Pointing entries for named objects:

========================================

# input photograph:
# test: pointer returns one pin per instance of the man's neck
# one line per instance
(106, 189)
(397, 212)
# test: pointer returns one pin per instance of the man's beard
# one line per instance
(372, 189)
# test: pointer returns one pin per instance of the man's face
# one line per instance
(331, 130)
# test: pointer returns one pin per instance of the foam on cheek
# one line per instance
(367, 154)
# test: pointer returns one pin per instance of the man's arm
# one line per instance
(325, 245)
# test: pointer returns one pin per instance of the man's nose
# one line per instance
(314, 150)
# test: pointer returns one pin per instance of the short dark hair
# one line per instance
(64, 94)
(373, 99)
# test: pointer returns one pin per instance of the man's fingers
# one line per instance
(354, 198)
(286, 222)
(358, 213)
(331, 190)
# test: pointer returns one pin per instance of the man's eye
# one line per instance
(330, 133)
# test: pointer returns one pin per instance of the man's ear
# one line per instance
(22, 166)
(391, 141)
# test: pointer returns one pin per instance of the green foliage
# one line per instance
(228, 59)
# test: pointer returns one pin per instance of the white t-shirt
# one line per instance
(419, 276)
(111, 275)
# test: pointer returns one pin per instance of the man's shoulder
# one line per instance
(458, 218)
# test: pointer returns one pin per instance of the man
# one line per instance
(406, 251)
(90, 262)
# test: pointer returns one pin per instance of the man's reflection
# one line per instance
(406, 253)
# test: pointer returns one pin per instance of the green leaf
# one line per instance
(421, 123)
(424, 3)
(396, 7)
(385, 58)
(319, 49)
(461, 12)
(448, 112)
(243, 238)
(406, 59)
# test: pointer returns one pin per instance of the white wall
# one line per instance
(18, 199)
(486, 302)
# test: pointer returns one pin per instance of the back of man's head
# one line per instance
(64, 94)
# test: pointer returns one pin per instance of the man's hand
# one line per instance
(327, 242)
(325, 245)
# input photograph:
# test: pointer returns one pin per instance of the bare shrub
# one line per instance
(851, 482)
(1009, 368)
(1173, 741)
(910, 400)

========================================

Render every line of the listing above as a numbered list, leaving out any blank lines.

ANSWER TO THIS TASK =>
1. # input photograph:
2. # test: pointer returns one pin per instance of the man's neck
3. # one line per instance
4. (106, 189)
5. (397, 212)
6. # test: pointer returns one pin per instance of the man's beard
7. # one line per instance
8. (372, 189)
9. # test: pointer returns one pin per instance of the man's face
10. # one line per instance
11. (331, 130)
12. # test: pointer returns one pin per instance of the foam on cheek
13. # one line per instance
14. (367, 154)
15. # test: pointer returns one pin per instance of the man's arm
16. # one line per instance
17. (325, 245)
18. # test: pointer returns one pin per instance of the man's nose
19. # one line per instance
20. (314, 150)
21. # test: pointer returns one pin per instance of the short dark hair
22. # one line per instance
23. (64, 94)
24. (373, 99)
25. # test: pointer returns one pin per instance of the man's fingers
26. # one line per instance
27. (354, 198)
28. (286, 222)
29. (358, 213)
30. (331, 190)
31. # test: pointer returns one pin per instance of the man's eye
32. # one line per instance
33. (330, 133)
34. # test: pointer returns one pin per instance of the man's ear
35. # one line per instance
36. (22, 166)
37. (391, 141)
38. # test: pointer returns one pin per instance of the green foliage
39. # one line per instance
40. (228, 59)
41. # test: pointer returns one pin per instance of the white t-shirt
42. # one line per instance
43. (419, 276)
44. (111, 275)
45. # test: pointer returns one pin per instance of the man's shoulder
46. # one line per instance
47. (458, 218)
48. # test: pointer returns one pin per instance of the man
49. # one line per instance
50. (406, 251)
51. (90, 262)
52. # test: pointer returns one pin per instance of the man's reflection
53. # one line per instance
54. (406, 253)
55. # test: pointer returns one pin per instance of the green leaf
56. # one line per instance
57. (421, 123)
58. (424, 3)
59. (396, 7)
60. (385, 58)
61. (319, 49)
62. (461, 12)
63. (448, 112)
64. (243, 238)
65. (406, 59)
66. # test: pointer returns one pin per instance of the white wall
67. # one line per instance
68. (18, 199)
69. (486, 302)
70. # test: pointer returns one pin per instance of the back of man's head
71. # one line per instance
72. (64, 94)
73. # test: pointer returns one pin per instance of the man's hand
74. # one line per instance
75. (327, 242)
76. (325, 245)
77. # input photograph:
78. # test: pointer returns one pin per instance of the bare shrub
79. # one line per instance
80. (851, 482)
81. (1009, 368)
82. (1173, 741)
83. (910, 400)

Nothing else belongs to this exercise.